YOUR OBJECTIVE =
Reproduce every one of the records below word for word, leaving out the pictures.
____ INPUT DATA
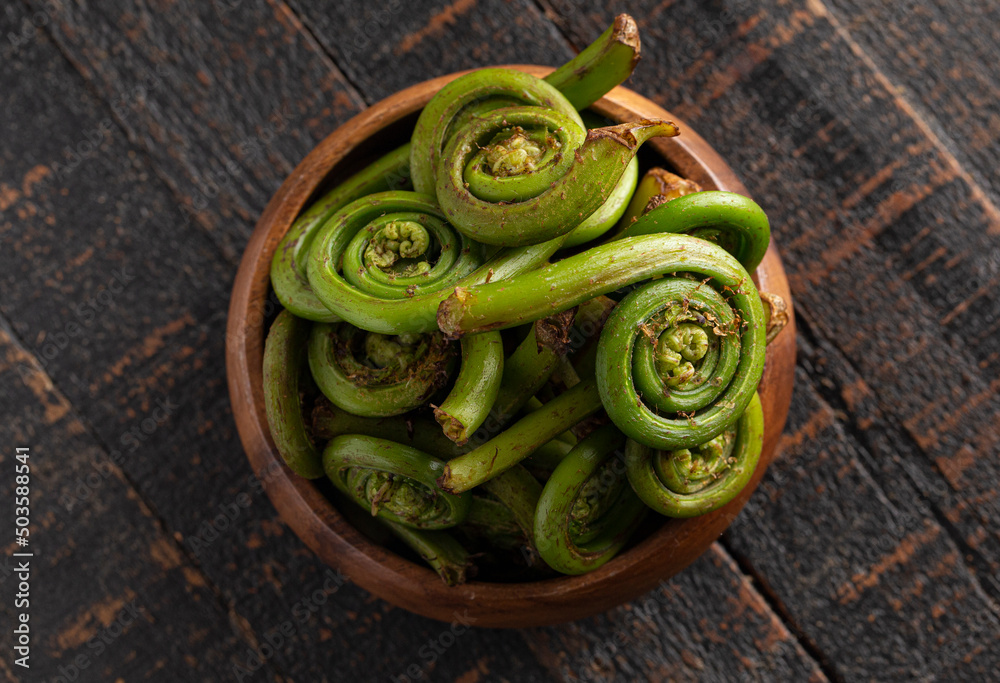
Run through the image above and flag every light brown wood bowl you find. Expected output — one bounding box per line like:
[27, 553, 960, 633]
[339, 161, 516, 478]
[226, 66, 795, 627]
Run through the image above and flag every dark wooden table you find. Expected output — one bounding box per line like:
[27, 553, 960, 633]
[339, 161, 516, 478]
[0, 0, 1000, 683]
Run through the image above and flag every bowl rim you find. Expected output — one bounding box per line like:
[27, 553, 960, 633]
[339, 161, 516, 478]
[226, 64, 795, 627]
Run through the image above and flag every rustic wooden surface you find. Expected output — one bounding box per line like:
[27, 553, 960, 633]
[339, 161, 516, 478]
________
TASK RESPONSE =
Run through the image above and flag every light brown wood bowl you find. Expected output — one bounding box per line like:
[27, 553, 960, 633]
[339, 161, 516, 478]
[226, 66, 795, 627]
Run through the image above and flag every dark wooden table you find. Expected output — one bounding box per line like:
[27, 553, 960, 633]
[339, 161, 516, 478]
[0, 0, 1000, 683]
Run through the image above and flag every bowl rim you find. Expected output — one bounding box per line like:
[27, 553, 960, 633]
[339, 161, 516, 478]
[226, 64, 795, 627]
Run through the image above and flag every rustic wooden surface you find. Expected output — one bounding box per line like:
[27, 553, 960, 633]
[339, 161, 516, 478]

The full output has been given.